Supplied data
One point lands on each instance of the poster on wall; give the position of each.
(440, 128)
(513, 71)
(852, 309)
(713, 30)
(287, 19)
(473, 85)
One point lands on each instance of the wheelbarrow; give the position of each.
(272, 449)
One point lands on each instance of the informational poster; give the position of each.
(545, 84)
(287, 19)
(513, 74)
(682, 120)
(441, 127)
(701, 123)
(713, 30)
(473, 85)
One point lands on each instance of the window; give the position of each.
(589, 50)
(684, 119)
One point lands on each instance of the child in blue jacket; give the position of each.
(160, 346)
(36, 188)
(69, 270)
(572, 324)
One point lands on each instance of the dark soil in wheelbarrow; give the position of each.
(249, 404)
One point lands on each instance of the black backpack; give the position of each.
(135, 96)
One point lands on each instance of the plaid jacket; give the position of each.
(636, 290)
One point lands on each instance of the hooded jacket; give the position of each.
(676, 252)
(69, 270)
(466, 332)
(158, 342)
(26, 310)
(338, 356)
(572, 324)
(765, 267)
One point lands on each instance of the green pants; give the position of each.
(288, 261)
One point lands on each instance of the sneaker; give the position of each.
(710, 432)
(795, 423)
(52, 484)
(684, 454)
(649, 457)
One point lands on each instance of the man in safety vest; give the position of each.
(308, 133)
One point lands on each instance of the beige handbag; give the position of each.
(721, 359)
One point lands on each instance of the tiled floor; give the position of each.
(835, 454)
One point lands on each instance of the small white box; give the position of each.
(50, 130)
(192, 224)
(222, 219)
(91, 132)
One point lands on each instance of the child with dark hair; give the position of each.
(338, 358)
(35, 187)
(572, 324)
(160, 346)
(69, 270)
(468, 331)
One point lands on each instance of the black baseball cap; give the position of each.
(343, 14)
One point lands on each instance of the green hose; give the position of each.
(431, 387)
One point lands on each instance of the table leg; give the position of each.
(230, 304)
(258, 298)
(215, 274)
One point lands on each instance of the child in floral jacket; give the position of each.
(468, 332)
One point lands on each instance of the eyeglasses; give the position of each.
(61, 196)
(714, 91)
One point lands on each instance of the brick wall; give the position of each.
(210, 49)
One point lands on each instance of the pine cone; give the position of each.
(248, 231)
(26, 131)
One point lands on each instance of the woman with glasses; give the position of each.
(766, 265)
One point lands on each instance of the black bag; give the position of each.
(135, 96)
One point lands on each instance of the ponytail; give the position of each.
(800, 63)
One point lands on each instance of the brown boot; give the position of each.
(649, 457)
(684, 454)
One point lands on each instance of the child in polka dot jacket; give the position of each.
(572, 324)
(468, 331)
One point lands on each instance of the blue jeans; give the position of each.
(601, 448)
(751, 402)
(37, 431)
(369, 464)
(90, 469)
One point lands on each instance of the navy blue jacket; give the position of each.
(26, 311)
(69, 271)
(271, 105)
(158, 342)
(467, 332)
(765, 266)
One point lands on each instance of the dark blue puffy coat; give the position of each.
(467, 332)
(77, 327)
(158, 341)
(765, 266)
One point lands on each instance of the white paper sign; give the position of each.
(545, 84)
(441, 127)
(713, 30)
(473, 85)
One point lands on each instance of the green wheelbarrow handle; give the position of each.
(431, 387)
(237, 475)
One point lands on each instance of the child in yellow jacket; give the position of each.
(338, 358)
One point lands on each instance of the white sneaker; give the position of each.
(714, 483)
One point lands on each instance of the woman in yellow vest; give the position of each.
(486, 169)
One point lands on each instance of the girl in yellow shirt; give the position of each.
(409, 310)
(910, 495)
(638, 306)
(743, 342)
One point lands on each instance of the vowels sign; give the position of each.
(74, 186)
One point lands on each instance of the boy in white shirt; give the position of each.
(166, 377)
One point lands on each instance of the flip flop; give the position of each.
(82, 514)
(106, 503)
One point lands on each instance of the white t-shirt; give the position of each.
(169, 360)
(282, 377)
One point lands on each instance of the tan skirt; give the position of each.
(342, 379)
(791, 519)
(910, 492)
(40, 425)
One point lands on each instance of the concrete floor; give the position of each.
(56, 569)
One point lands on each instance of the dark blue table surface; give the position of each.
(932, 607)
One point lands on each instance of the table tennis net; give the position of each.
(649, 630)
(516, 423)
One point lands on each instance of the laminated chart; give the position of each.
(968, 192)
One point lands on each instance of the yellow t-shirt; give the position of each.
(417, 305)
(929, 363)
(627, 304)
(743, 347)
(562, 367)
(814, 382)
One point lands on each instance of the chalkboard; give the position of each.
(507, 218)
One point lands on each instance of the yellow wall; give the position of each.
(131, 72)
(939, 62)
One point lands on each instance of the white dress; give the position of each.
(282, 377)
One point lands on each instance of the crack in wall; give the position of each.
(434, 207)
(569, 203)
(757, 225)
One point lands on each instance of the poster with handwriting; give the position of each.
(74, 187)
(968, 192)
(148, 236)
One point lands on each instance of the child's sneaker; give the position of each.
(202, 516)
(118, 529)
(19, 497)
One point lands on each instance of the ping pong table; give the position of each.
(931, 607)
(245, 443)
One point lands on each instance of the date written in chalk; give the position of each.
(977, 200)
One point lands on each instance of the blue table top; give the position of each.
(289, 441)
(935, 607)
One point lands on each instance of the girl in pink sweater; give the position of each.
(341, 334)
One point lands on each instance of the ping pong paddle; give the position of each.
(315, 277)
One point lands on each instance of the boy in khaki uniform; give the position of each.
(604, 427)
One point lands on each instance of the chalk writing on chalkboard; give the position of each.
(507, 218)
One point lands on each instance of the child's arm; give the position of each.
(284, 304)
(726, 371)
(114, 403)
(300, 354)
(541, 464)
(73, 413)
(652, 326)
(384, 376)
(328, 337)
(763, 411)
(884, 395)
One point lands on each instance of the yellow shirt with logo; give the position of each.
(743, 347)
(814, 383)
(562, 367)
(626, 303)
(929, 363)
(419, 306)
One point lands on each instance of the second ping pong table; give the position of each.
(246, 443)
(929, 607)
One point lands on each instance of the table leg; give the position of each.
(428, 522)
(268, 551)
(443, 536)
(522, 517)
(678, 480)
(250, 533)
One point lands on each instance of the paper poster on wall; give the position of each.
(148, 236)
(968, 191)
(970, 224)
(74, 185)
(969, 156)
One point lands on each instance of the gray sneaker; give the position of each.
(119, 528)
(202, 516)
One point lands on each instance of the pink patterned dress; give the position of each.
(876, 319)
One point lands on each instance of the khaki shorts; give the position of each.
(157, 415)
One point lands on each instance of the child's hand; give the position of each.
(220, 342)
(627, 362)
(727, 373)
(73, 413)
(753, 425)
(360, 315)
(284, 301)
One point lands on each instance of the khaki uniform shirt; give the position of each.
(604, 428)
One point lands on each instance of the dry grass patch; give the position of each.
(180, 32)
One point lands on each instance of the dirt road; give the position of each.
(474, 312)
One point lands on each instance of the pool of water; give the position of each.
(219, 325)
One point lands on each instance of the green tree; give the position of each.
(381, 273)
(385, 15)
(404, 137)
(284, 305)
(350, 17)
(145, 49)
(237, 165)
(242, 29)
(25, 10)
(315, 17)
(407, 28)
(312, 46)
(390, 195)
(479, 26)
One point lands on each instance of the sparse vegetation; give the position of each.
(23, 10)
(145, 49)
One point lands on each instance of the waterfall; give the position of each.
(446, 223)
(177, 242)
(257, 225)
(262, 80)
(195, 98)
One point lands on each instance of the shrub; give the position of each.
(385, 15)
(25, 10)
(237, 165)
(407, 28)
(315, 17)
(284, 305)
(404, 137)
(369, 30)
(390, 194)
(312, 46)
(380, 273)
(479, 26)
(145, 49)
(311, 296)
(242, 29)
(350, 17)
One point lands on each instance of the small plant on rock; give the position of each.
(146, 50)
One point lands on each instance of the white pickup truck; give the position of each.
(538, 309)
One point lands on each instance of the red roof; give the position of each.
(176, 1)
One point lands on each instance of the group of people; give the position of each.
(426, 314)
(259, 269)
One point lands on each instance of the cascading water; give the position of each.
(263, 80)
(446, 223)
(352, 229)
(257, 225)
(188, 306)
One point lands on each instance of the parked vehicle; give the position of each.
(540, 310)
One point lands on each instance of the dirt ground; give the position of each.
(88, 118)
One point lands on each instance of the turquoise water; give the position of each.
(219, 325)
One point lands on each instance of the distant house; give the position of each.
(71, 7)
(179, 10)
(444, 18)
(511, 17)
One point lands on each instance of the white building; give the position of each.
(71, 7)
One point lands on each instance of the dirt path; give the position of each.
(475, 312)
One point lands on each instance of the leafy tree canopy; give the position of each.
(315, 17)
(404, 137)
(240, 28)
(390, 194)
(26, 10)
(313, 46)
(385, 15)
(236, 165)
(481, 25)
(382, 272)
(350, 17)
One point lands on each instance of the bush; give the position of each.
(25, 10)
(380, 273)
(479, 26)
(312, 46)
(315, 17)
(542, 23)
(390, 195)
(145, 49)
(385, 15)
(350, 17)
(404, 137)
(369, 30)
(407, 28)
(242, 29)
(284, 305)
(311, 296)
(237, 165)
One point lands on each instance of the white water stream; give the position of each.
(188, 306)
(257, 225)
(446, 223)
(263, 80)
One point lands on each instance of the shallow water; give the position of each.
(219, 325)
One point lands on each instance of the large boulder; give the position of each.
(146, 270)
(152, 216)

Exercise prompt
Starting at the line with "One point lands on each instance of the shrub;", print each remaining line of the listing above exactly as it appears.

Result of the exercise
One point lands on each instance of the shrub; give the position of each.
(385, 15)
(25, 10)
(237, 165)
(407, 28)
(315, 17)
(284, 305)
(404, 137)
(369, 30)
(390, 194)
(312, 46)
(380, 273)
(479, 26)
(145, 49)
(311, 296)
(242, 29)
(350, 17)
One point lands on each instance of the small plant on rock; give the position of each.
(146, 50)
One point lands on each instance of the white pickup truck; give the position of each.
(538, 309)
One point lands on each instance of the red roof; give the position of each.
(176, 1)
One point lands on each instance of the group of people; give the position of each.
(426, 314)
(259, 269)
One point lands on each instance of the cascading water; give the position of each.
(263, 80)
(446, 223)
(352, 229)
(257, 225)
(188, 306)
One point lands on each instance of the parked vehicle; give the position of each.
(540, 310)
One point lands on each instance of the dirt ground; give the position of each.
(88, 118)
One point lands on each instance of the turquoise water; give the position of each.
(219, 325)
One point lands on each instance of the distant house; give the position of each.
(71, 7)
(179, 10)
(444, 18)
(511, 17)
One point lands on each instance of the white building; give the position of each.
(71, 7)
One point lands on each instance of the dirt path; give the position of each.
(475, 312)
One point lands on each instance of the leafy tree canopy; give the position of each.
(315, 17)
(404, 137)
(240, 28)
(390, 194)
(26, 10)
(313, 46)
(385, 15)
(236, 165)
(481, 25)
(382, 272)
(350, 17)
One point lands on each instance of the bush; give the position of each.
(25, 10)
(380, 273)
(479, 26)
(312, 46)
(315, 17)
(542, 23)
(390, 195)
(145, 49)
(385, 15)
(350, 17)
(404, 137)
(369, 30)
(407, 28)
(242, 29)
(284, 305)
(311, 296)
(237, 165)
One point lands on each instance of the white water stream; give the position of each.
(188, 306)
(257, 225)
(446, 223)
(263, 80)
One point lands on each instance of the shallow water; give the position of each.
(219, 325)
One point lands on each instance of the large boulder; give the position of each.
(146, 270)
(152, 216)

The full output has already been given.